[Consignes]:
- a) D’après l’extrait sur les antibiotiques, en quoi consiste le mauvais usage de ces médicaments ?
- b) Dans l’extrait sur les antibiotiques, rebaptisez « veaux » en « agneaux » dans le passage qui commence par « La population de » et se poursuit jusqu’à « insiste le vétérinaire. ».
- c) Dites si chacune des affirmations suivantes est conforme à l’extrait sur les antibiotiques. Répondez par oui ou par non, en citant les mots du texte qui tranchent. (i) Avec un traitement insuffisant, le système immunitaire peut ne pas reprendre totalement le dessus. (ii) Le phénomène de sélection ne se produit qu’en cas de mauvais usage des antibiotiques. (iii) Après un traitement insuffisant, les bactéries résistantes sont proportionnellement moins nombreuses qu’avant.

[Extrait fourni]:
※ ※ ※

Par contre, si le traitement antibiotique utilisé est insuffisant (« mal adapté, trop court… »), la population bactérienne n’est pas suffisamment entamée et le système immunitaire ne parvient pas à reprendre totalement le dessus. « L’inflammation peut diminuer et l’organisme semble guéri mais la guérison bactériologique n’est pas obtenue. Pire, les bactéries résistantes (non affectées par l’antibiotique) ont des chances plus importantes de survivre et sont alors sélectionnées : proportionnellement, elles sont désormais plus nombreuses dans la population après le traitement qu’avant… »

Du bon usage des antibiotiques

La population de bactéries peut alors se développer de nouveau, de manière exponentielle, et la maladie se ré-exprimer. Et malheureusement, la capacité d’action des antibiotiques est amoindrie puisque les résistantes sont désormais plus nombreuses. « Naturellement, ces pathogènes résistants seront donc plus présents dans les fèces et pourront ainsi potentiellement recontaminer plus facilement d’autres veaux », insiste le vétérinaire.

Ce phénomène de sélection peut se produire dans les conditions normales d’utilisation des antibiotiques. « Mais il est fortement exacerbé par leur mauvais usage, c’est-à-dire le non-respect des posologies, de la voie d’administration ou de la durée de traitement », termine Dr Tanguy Rault, GTV Bretagne.

※ ※ ※

[Liste des données]:
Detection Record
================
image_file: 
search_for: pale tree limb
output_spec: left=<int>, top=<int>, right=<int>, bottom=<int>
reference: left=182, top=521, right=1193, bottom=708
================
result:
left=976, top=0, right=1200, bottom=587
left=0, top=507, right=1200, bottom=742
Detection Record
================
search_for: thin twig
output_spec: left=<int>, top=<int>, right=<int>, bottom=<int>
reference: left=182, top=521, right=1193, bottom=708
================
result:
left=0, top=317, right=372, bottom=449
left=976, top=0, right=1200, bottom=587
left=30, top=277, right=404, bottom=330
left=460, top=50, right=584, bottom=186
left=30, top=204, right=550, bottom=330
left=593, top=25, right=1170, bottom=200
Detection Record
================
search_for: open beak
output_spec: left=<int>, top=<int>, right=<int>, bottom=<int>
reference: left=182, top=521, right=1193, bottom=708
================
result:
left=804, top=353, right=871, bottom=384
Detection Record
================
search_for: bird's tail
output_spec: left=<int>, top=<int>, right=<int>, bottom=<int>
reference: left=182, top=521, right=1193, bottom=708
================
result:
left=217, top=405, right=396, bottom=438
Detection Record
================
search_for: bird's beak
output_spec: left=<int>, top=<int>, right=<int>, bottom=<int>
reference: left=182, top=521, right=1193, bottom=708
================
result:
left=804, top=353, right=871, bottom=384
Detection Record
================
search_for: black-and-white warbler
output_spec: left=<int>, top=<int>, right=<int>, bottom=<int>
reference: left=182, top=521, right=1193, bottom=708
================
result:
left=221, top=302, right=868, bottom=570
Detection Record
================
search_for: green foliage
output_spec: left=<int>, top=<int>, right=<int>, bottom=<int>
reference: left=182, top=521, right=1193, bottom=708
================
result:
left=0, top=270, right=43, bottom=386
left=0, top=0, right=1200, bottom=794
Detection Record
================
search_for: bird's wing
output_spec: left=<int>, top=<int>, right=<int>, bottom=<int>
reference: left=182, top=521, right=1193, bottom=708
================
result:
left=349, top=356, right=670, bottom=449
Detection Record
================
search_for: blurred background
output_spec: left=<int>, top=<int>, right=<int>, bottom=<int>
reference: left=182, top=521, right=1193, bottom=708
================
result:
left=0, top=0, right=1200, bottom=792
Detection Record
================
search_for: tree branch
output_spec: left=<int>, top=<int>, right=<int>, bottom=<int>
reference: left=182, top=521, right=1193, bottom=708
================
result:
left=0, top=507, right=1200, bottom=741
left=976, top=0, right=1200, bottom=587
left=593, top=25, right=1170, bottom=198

※ ※ ※

[Corrigé]:
- a) Il consiste dans le non-respect des posologies, de la voie d’administration ou de la durée de traitement.

- b)
La population de bactéries peut alors se développer de nouveau, de manière exponentielle, et la maladie se ré-exprimer. Et malheureusement, la capacité d’action des antibiotiques est amoindrie puisque les résistantes sont désormais plus nombreuses. « Naturellement, ces pathogènes résistants seront donc plus présents dans les fèces et pourront ainsi potentiellement recontaminer plus facilement d’autres agneaux », insiste le vétérinaire.

- c)
(i) Oui : « le système immunitaire ne parvient pas à reprendre totalement le dessus ».
(ii) Non : « Ce phénomène de sélection peut se produire dans les conditions normales d’utilisation des antibiotiques ».
(iii) Non : « elles sont désormais plus nombreuses dans la population après le traitement qu’avant ».